===== Available data =====
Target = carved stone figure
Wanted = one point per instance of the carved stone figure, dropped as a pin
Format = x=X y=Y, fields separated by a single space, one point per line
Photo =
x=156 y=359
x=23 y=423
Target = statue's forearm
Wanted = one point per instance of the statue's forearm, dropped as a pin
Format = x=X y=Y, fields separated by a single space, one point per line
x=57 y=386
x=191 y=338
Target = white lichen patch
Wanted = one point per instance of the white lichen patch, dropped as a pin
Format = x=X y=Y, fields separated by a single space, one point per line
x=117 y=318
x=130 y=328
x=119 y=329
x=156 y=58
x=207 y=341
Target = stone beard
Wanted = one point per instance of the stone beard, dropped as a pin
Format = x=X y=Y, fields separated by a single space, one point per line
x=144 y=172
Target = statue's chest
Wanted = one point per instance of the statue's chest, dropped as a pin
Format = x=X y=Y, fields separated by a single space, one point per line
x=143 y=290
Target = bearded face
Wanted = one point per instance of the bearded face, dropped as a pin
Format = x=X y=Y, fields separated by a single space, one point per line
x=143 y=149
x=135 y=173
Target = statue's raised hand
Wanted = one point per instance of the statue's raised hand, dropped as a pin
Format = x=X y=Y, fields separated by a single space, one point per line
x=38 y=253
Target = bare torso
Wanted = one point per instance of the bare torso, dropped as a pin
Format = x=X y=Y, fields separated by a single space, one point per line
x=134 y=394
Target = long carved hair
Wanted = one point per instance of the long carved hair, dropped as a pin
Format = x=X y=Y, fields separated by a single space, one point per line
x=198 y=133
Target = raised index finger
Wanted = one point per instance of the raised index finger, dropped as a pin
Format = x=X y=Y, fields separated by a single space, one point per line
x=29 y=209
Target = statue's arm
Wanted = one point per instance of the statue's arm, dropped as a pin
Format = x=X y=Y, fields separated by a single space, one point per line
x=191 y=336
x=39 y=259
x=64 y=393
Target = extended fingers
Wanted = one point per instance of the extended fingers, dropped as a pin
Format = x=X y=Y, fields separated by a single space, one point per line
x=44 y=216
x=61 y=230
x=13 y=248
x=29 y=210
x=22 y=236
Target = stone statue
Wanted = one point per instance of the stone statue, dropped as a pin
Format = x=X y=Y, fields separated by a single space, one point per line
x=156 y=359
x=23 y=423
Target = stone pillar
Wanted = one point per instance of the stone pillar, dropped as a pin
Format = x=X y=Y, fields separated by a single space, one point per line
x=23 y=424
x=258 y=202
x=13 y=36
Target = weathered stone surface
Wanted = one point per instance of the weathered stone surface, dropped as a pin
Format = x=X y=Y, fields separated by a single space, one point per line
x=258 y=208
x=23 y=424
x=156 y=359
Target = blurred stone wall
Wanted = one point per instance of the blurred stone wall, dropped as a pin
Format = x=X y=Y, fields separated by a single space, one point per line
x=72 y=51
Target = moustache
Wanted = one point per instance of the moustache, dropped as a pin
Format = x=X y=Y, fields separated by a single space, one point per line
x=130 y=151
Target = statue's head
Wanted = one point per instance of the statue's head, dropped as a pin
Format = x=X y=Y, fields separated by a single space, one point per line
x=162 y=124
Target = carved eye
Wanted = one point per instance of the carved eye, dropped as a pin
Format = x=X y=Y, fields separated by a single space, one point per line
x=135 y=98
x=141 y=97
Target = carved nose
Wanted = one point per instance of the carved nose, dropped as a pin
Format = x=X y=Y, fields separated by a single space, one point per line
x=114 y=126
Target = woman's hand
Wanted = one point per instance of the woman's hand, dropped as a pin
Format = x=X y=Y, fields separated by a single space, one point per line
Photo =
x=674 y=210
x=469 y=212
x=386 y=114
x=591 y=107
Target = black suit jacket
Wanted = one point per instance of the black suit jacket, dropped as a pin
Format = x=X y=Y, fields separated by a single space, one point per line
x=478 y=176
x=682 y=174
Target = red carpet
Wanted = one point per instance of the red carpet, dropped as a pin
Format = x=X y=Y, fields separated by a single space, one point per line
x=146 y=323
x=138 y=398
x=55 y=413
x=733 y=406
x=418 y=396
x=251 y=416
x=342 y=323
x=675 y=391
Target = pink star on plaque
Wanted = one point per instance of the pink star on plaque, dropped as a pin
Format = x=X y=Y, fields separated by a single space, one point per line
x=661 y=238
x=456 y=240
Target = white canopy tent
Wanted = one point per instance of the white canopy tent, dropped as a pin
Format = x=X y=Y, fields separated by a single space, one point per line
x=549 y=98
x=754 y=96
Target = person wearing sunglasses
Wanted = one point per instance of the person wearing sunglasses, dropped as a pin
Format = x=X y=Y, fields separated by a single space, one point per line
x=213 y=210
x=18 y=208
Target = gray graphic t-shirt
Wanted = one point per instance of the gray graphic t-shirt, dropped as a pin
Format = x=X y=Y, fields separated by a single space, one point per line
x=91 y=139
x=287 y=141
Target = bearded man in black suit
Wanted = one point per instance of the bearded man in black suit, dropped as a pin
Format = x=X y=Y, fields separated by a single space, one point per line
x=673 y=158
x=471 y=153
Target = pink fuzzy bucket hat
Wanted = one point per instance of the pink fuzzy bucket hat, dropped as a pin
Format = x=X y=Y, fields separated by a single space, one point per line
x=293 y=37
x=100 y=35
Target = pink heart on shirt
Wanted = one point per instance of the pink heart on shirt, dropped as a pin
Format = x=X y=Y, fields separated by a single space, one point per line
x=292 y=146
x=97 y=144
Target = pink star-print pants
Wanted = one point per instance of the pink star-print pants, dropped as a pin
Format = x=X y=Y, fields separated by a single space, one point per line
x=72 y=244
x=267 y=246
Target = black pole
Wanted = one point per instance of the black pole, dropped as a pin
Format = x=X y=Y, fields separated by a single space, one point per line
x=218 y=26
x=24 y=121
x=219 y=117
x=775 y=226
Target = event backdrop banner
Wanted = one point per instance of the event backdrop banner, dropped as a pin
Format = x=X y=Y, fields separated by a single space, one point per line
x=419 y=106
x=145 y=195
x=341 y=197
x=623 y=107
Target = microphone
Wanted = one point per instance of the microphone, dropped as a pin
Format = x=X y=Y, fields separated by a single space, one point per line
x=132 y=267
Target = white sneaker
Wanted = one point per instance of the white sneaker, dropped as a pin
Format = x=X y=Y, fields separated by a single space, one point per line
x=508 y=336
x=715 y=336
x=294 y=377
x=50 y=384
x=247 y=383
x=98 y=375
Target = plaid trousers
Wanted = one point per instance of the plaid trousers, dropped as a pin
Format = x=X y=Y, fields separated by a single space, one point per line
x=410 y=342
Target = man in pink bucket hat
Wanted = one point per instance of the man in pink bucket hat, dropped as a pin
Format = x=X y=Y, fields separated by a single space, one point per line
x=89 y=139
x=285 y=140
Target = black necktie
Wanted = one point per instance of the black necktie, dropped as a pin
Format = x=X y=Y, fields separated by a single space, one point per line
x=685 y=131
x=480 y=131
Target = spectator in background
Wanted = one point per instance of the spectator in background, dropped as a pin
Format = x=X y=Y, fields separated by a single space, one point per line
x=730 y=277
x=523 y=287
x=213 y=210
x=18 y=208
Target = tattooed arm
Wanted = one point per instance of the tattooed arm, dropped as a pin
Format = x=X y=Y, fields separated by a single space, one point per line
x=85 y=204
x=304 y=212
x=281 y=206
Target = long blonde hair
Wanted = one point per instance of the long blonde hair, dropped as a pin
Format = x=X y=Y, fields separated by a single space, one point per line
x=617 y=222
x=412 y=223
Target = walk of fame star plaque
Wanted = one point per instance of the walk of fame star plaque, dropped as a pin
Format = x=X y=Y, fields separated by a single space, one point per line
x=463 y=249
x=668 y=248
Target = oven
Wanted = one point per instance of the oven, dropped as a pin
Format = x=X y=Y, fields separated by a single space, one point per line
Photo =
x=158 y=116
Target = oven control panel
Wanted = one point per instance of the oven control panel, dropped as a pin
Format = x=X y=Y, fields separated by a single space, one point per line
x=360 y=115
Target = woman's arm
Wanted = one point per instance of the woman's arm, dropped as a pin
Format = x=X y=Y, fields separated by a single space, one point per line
=====
What is required: Go through the records above and count every line that includes "hair". Give the number and nothing else.

Task response: 4